Исходный текст -
-*-*-
Разгрузка кончена. Жалкий тюремный катерок доставляет нас на пристань.
Чувствуется, что вы приближаетесь к административному центру. Александровская пристань, это - вполне благоустроенная пристань. Сигнальная мачта. Хорошенький домик, с канцелярией и командой для ожидающих катера господ чиновников. Несколько времени тому назад эту пристань разбило было вдребезги. Но горю помог все тот же истинный благодетель Сахалина по технической части, бывший ссыльно-каторжный господин Ландсберг. Он перестроил пристань уже "как следует". На Сахалине вечно так: сначала сделают кое-как, а потом переделают "по-настоящему". Да и отчего бы и не делать таких опытов: рабочих рук много, и притом даровых.
По деревянному молу мы идем на берег.
На моле кипит работа. Каторжане из "вольной тюрьмы" таскают кули, мешки и ящики. Раньше нас пришел какой-то другой пароход и привез товары из Владивостока. Грузополучатели сидят тут же на своих ящиках и зорко поглядывают.
- Не стащили бы чего.
Нищая тюрьма тащит, что может.
- Надзиратель, надзиратель, - раздается пронзительный крик, словно человеку к горлу нож уж приставили, - надзиратель, чего ж ты не смотришь, куда он куль-то прет, оглашенный. Какой же ты надзиратель, ежели воруют, а ты не смотришь. Я смотрителю буду жалиться.
-*-*-
Фрагмент данных -

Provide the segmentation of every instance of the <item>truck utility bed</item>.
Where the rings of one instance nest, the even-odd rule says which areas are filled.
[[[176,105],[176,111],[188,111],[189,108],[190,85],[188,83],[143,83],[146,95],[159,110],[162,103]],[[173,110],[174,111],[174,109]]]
-*-*-
Задания и упражнения -
- a) Ответьте по тексту о пристани:
(i) Кто перестроил Александровскую пристань?
(ii) Откуда другой пароход привез товары?
(iii) Кто таскает на моле кули, мешки и ящики?
- b) Пожалуйста, перепишите из текста о пристани без изменений часть, которая начинается со слов «На моле кипит» и заканчивается словами «и зорко поглядывают.».

Ответы к упражнению -
- a)
(i) Бывший ссыльно-каторжный господин Ландсберг.
(ii) Из Владивостока.
(iii) Каторжане из «вольной тюрьмы».

- b)
На моле кипит работа. Каторжане из "вольной тюрьмы" таскают кули, мешки и ящики. Раньше нас пришел какой-то другой пароход и привез товары из Владивостока. Грузополучатели сидят тут же на своих ящиках и зорко поглядывают.